Data Quality Migration Guide: IDQ to Great Expectations + dbt Tests + Purview¶
A comprehensive guide for migrating Informatica Data Quality (IDQ) profiles, scorecards, rules, and standardization to Azure-native data quality tools.
Overview¶
Informatica Data Quality (IDQ) is a mature data quality platform offering profiling, standardization, matching, address validation, scorecards, and exception management. The Azure-native replacement is a combination of purpose-built tools, each handling a specific aspect of data quality:
| IDQ capability | Azure replacement | Role |
|---|---|---|
| Data profiling | Purview data profiling + Great Expectations profiler | Automated column statistics and distribution analysis |
| Data quality rules | dbt tests (schema + custom) + Great Expectations | Rule-as-code with CI/CD integration |
| Scorecards | dbt test results + Power BI dashboard | Custom dashboards on test metadata |
| Standardization | dbt models (SQL-based cleansing) | SQL transformations for format normalization |
| Address validation | Azure Maps API or third-party (Melissa, SmartyStreets) | API-based validation |
| Duplicate detection | dbt dedup models + Azure ML (fuzzy matching) | SQL-based or ML-based |
| Reference data management | dbt seeds + Azure SQL reference tables | CSV-based or database-based reference data |
| Exception management | dbt test failures + Power Automate workflows | Automated exception routing |
Architecture comparison¶
graph TB
subgraph "IDQ Architecture"
IDQ_Profile[Data Profile] --> IDQ_Score[Scorecard]
IDQ_Rule[DQ Rules] --> IDQ_Score
IDQ_Std[Standardization] --> IDQ_Rule
IDQ_Addr[Address Validation] --> IDQ_Rule
IDQ_Match[Match/Merge] --> IDQ_Rule
IDQ_Exc[Exception Manager] --> IDQ_Score
end
subgraph "Azure Architecture"

**Directive 1:**
Which IDQ capabilities does the table in the data quality migration guide list?
**Directive 2:**
Can you continue the data quality migration guide from its last line?

**Extracted records:**
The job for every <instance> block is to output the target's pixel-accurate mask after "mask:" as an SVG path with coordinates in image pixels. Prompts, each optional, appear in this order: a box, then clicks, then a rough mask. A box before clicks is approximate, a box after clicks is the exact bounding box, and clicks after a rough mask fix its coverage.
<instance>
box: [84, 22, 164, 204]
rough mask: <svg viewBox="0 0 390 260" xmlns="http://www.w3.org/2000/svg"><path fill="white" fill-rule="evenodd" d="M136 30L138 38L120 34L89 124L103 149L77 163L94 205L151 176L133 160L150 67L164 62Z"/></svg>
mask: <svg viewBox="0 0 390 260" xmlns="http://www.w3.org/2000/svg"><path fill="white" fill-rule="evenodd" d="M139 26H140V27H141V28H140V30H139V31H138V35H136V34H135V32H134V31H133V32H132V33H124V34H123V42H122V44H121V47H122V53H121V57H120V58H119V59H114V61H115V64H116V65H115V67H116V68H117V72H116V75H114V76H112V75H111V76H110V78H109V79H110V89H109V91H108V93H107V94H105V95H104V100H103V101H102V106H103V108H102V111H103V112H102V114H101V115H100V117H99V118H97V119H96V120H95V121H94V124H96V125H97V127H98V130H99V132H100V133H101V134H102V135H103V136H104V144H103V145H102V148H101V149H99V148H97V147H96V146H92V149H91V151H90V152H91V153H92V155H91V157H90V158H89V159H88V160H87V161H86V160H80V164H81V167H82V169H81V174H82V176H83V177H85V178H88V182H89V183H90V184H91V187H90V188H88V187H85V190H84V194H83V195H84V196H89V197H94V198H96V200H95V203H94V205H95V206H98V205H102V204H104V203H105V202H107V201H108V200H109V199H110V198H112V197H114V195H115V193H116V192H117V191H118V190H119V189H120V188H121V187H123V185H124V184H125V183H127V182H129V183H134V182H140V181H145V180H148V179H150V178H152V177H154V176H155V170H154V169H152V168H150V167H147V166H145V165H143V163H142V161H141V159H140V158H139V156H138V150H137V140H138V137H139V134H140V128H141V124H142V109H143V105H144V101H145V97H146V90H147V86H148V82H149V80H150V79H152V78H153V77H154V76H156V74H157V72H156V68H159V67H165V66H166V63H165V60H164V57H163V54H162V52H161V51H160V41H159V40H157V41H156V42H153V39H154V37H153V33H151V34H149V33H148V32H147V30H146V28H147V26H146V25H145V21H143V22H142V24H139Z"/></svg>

**Written reply 1:**
Data profiling, Data quality rules, Scorecards, Standardization, Address validation, Duplicate detection, Reference data management, Exception management

**Written reply 2:**
Purview[Purview Profiling] --> PBI[Power BI DQ Dashboard]
dbt_Test[dbt Tests] --> PBI
GE[Great Expectations] --> PBI
dbt_Model[dbt Cleansing Models] --> dbt_Test
AzMaps[Azure Maps API] --> dbt_Model
dbt_Dedup[dbt Dedup Models] --> dbt_Test
PA[Power Automate] --> PBI
end IDQ profiles to Purview + Great Expectations¶
What IDQ profiling provides¶
IDQ profiles analyze source data to produce:
- Column-level statistics (null count, unique count, min, max, mean, standard deviation)
- Value frequency distributions
- Pattern analysis (format detection)
- Data type inference
- Cross-column dependency analysis
Purview data profiling¶
Purview automated scanning includes profiling capabilities:
Purview Scan -> Data Map -> Column Statistics
- Null percentage
- Distinct value count
- Min / Max values
- Value distribution (sample)
- Data classification (PII, financial, health)
Setup: Configure a Purview scan rule set to enable profiling:
- Navigate to Purview Studio -> Data Map -> Scan rule sets
- Create a custom scan rule set with profiling enabled
- Assign the rule set to your data source scan
- Schedule the scan (daily or weekly)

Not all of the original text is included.